Dataset excerpt

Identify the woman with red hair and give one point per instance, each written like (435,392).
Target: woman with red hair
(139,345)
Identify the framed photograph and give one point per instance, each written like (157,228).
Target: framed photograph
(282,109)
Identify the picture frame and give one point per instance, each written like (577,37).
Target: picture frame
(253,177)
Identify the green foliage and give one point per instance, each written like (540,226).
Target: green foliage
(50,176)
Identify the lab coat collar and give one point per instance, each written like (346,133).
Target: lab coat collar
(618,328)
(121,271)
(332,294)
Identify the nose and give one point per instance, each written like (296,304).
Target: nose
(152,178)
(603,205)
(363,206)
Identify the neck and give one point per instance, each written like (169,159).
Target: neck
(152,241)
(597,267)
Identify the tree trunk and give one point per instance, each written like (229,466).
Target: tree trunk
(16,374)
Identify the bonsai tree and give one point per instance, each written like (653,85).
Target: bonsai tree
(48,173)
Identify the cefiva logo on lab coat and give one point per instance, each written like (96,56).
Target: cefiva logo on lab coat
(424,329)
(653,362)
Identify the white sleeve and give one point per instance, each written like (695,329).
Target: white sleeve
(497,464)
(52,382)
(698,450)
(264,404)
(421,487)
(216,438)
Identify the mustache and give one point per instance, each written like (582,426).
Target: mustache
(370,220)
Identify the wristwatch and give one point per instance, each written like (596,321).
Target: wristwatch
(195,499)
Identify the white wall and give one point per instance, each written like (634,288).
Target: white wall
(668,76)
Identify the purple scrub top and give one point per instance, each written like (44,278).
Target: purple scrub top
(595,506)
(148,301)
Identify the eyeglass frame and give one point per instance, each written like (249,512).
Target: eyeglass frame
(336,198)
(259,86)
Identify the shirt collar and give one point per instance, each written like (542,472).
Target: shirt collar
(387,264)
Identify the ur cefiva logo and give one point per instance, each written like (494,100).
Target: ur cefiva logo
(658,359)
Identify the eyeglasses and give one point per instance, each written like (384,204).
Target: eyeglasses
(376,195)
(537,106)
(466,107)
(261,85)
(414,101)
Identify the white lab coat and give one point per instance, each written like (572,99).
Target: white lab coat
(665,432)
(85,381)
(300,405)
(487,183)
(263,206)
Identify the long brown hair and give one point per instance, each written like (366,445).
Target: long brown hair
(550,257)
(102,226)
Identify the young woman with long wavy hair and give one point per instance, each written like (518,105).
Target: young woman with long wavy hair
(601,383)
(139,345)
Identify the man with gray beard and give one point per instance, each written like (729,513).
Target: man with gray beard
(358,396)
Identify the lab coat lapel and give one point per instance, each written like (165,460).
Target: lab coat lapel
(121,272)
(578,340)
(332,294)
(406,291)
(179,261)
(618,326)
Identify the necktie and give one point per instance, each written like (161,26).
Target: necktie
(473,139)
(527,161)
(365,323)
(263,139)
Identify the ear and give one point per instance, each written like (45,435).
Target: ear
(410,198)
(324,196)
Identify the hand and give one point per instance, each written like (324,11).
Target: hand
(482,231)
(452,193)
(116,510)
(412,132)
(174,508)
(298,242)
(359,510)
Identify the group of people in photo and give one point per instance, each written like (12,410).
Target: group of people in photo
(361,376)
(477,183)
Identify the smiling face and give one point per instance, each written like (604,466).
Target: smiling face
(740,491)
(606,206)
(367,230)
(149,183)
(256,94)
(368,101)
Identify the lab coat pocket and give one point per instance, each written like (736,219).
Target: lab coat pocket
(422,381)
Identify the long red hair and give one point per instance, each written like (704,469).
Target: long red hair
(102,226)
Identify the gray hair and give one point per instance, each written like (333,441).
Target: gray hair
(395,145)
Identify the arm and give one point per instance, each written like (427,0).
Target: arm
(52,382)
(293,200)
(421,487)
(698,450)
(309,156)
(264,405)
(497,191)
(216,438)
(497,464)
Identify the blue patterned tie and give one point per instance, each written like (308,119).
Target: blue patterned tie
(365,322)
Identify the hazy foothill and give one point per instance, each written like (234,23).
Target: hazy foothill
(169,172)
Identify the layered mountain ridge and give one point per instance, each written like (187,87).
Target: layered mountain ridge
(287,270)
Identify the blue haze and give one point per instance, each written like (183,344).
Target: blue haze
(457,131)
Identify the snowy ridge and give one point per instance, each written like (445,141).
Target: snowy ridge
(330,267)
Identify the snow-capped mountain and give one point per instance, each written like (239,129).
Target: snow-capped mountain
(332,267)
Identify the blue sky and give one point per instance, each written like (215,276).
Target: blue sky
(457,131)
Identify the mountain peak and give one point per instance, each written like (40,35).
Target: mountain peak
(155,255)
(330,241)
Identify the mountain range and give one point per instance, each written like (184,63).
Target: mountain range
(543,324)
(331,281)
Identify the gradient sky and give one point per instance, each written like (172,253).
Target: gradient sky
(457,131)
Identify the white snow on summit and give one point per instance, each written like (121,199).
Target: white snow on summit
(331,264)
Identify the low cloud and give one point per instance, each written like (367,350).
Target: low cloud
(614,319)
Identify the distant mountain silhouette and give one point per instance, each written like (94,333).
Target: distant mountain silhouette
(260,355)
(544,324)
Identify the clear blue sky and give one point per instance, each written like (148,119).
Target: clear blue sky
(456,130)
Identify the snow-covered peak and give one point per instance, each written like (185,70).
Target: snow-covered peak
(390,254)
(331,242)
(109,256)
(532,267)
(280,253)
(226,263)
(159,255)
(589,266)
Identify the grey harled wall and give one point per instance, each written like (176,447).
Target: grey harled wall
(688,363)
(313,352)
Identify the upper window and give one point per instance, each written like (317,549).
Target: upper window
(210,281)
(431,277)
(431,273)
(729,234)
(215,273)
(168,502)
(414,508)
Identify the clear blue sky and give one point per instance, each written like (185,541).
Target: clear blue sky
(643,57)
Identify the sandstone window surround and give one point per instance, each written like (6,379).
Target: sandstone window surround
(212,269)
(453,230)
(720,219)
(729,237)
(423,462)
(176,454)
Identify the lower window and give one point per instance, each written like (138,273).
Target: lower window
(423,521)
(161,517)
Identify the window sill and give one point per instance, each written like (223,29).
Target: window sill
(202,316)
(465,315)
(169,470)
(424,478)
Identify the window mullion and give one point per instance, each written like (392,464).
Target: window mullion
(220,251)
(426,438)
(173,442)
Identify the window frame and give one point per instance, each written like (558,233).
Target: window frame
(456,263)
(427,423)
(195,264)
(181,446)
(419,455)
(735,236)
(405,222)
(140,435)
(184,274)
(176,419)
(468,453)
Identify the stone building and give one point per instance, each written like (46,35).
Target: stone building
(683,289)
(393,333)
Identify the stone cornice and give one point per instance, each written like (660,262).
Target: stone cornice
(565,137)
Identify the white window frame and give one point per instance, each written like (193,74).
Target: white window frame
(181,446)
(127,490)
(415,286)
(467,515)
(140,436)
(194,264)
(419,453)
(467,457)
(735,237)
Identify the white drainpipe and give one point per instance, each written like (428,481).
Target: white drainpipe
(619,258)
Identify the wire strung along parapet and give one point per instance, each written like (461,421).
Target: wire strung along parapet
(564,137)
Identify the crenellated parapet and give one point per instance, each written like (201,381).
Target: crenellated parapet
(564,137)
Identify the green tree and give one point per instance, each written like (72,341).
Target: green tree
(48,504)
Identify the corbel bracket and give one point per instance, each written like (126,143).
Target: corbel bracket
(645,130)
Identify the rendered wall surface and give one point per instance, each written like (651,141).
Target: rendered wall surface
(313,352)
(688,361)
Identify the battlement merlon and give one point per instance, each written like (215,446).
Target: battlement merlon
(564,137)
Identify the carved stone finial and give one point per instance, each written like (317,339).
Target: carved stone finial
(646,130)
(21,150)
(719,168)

■ REQUIRED TASK
Repeat every record, keeping each word and mark exactly as it is.

■ IN RESPONSE
Identify the woman with red hair and give one point per instance, each written like (435,392).
Target: woman with red hair
(139,345)
Identify the framed photograph and give one point per instance, each written like (157,228).
Target: framed photograph
(282,109)
Identify the picture frame and give one point per instance, each written like (577,37).
Target: picture frame
(253,177)
Identify the green foliage and give one point per instance, each written like (540,226).
Target: green foliage
(50,176)
Identify the lab coat collar and give one point per instance, each written like (346,133).
Target: lab coat collar
(618,328)
(121,271)
(332,294)
Identify the nose and give one point per instance, each written like (296,304).
Target: nose
(152,178)
(603,205)
(363,206)
Identify the neck and give one point per instance, each written like (169,159).
Target: neck
(152,241)
(597,267)
Identify the tree trunk and give one point per instance, each written like (229,466).
Target: tree trunk
(16,374)
Identify the bonsai tree and give one point per instance, each written like (653,85).
Target: bonsai tree
(48,173)
Identify the cefiva logo on lab coat and give one point per instance, each written like (96,56).
Target: cefiva logo on lab coat
(424,329)
(653,362)
Identify the white sleeve and give one point per instance, each written like (695,329).
Target: white sleeve
(497,464)
(52,382)
(698,450)
(264,404)
(421,487)
(216,438)
Identify the mustache and give one point per instance, each written like (582,426).
Target: mustache
(370,220)
Identify the wristwatch and give one point per instance, each written like (596,321).
Target: wristwatch
(195,499)
Identify the white wall and give one point per instance, each written like (634,288).
Target: white wall
(668,76)
Identify the purple scrub top and give one point per instance, each written like (44,278).
Target: purple scrub top
(595,506)
(148,301)
Identify the eyeglass frame and give one point per instance, each written like (249,512).
Target: eyeglass frame
(336,198)
(259,86)
Identify the shirt collar and give one point per instance, each written like (542,472).
Target: shirt collar
(387,264)
Identify the ur cefiva logo and give one point per instance, each written like (494,100).
Target: ur cefiva logo
(658,359)
Identify the eyeglasses and give one point per instance, each written like (384,204).
Target: eyeglasses
(376,195)
(537,106)
(466,107)
(261,85)
(414,101)
Identify the white lab coat and give one point per instance, each written like (572,99).
Target: white lab coat
(665,432)
(85,381)
(300,405)
(487,183)
(263,206)
Identify the long brown hair and give one point per instance, each written like (366,445).
Target: long brown hair
(550,257)
(102,226)
Identify the young woman with long wavy hair and give one point per instance, each written like (518,105).
Target: young woman with long wavy hair
(601,383)
(139,345)
Identify the man with gray beard and give one point per instance, each written like (729,513).
Target: man with gray beard
(358,396)
Identify the lab coat lapel and give one point per instance, each written like (165,460).
Target: lab coat lapel
(121,272)
(578,340)
(332,294)
(406,291)
(179,261)
(618,326)
Identify the necktie and give one point per instance, each written like (161,26).
Target: necktie
(473,139)
(527,161)
(365,323)
(263,139)
Identify the ear and give one point per instance, each written like (45,435).
Target: ear
(410,198)
(324,196)
Identify the hand and give one point per instance, each written like (324,11).
Target: hand
(482,231)
(452,193)
(116,510)
(412,132)
(174,508)
(298,242)
(359,510)
Identify the group of people in photo and give one point per instance, each written like (12,410).
Target: group of people in photo
(361,376)
(477,183)
Identify the smiling face and give one point per instance, each written like (604,466).
Target: smiling face
(740,491)
(606,206)
(367,230)
(149,183)
(256,94)
(368,101)
Identify the lab coat pocket and give one point per instance, each written like (736,219).
Target: lab coat pocket
(422,381)
Identify the long red hair and give one point per instance, each written like (704,469).
Target: long red hair
(102,226)
Identify the gray hair and give one point per instance, each written like (333,441).
Target: gray hair
(395,145)
Identify the arm and give one point per instance, each written like (427,0).
Target: arm
(52,382)
(293,200)
(421,487)
(698,450)
(309,156)
(264,405)
(497,191)
(216,438)
(497,464)
Identify the blue patterned tie and give one point per instance, each written like (308,119).
Target: blue patterned tie
(365,322)
Identify the hazy foothill and give one point per instance, each written like (234,23).
Target: hazy foothill
(169,172)
Identify the layered mountain ridge and give one point per instance, each written like (187,87).
Target: layered mountain ridge
(287,270)
Identify the blue haze and give one point per instance, each written like (183,344).
Target: blue haze
(457,131)
Identify the snowy ridge and give one point per instance, each written like (445,141).
Target: snowy ridge
(330,267)
Identify the snow-capped mountain and give one point per instance, each written like (239,129).
Target: snow-capped mountain
(332,267)
Identify the blue sky and give one point per instance, each written like (215,276).
Target: blue sky
(457,131)
Identify the mountain peak and give one point per instance, each written like (40,35).
Target: mountain peak
(155,255)
(330,241)
Identify the mountain range and give one point per instance, each written like (184,63).
Target: mountain range
(543,324)
(331,281)
Identify the gradient sky and give one point per instance, each written like (172,253).
Target: gradient sky
(457,131)
Identify the white snow on summit and give one point per instance, each written like (121,199).
Target: white snow on summit
(331,264)
Identify the low cloud and give one point per instance, each written like (367,350).
Target: low cloud
(614,319)
Identify the distant mountain silhouette and give one point per instance, each written like (94,333).
Target: distant mountain silhouette
(260,355)
(544,324)
Identify the clear blue sky and give one point per instance, each written like (148,119).
Target: clear blue sky
(456,130)
Identify the snow-covered peak and give one point per instance, each written like (185,70).
Target: snow-covered peak
(390,254)
(331,242)
(109,256)
(532,267)
(280,253)
(226,263)
(159,255)
(589,266)
Identify the grey harled wall and give one point per instance, each written like (176,447).
Target: grey harled wall
(688,363)
(313,352)
Identify the upper window and give one point per instance, each written like (317,549).
Target: upper window
(210,281)
(431,277)
(431,273)
(729,234)
(215,273)
(168,502)
(414,508)
Identify the clear blue sky and give one point per instance, each written like (185,541).
Target: clear blue sky
(643,57)
Identify the sandstone window surround and give one point per instance, each written like (6,379).
Target: sandstone window surround
(212,269)
(453,230)
(720,219)
(729,237)
(423,462)
(176,454)
Identify the lower window and give one point per instance, each written like (138,273).
Target: lower window
(423,521)
(161,517)
Identify the window sill and give one point per instance, each written like (223,29).
Target: window sill
(202,316)
(465,315)
(169,470)
(424,478)
Identify the window mullion and give one point per instance, each written like (392,464).
Target: window mullion
(220,251)
(426,438)
(173,442)
Identify the window frame and give one point per instance, each written like (558,233).
Target: window frame
(456,263)
(427,423)
(195,264)
(181,446)
(419,455)
(735,236)
(405,222)
(140,435)
(184,274)
(176,419)
(468,453)
Identify the stone building and give one point per instance, each written like (46,35).
Target: stone building
(683,289)
(393,333)
Identify the stone cornice and give one point per instance, each written like (660,262).
Target: stone cornice
(565,137)
Identify the white window frame and give one point per instance, each written like (193,74).
Target: white window frame
(181,446)
(127,490)
(415,286)
(467,515)
(140,436)
(194,264)
(419,453)
(467,457)
(735,237)
Identify the white drainpipe and give one point per instance, each written like (428,481).
Target: white drainpipe
(619,258)
Identify the wire strung along parapet and give one point per instance, each written like (461,421).
Target: wire strung along parapet
(564,137)
Identify the crenellated parapet and give one point per instance, each written like (201,381).
Target: crenellated parapet
(564,137)
Identify the green tree and give one point per instance, each written like (72,341).
Target: green tree
(48,504)
Identify the corbel bracket and give one point per instance, each written like (126,143).
Target: corbel bracket
(645,130)
Identify the rendered wall surface and give one point per instance, each written like (651,141).
Target: rendered wall surface
(313,352)
(688,361)
Identify the battlement merlon and give one point per instance, each written like (215,446).
Target: battlement merlon
(564,137)
Identify the carved stone finial and give one point per instance, each written like (317,339).
Target: carved stone finial
(646,130)
(21,150)
(719,168)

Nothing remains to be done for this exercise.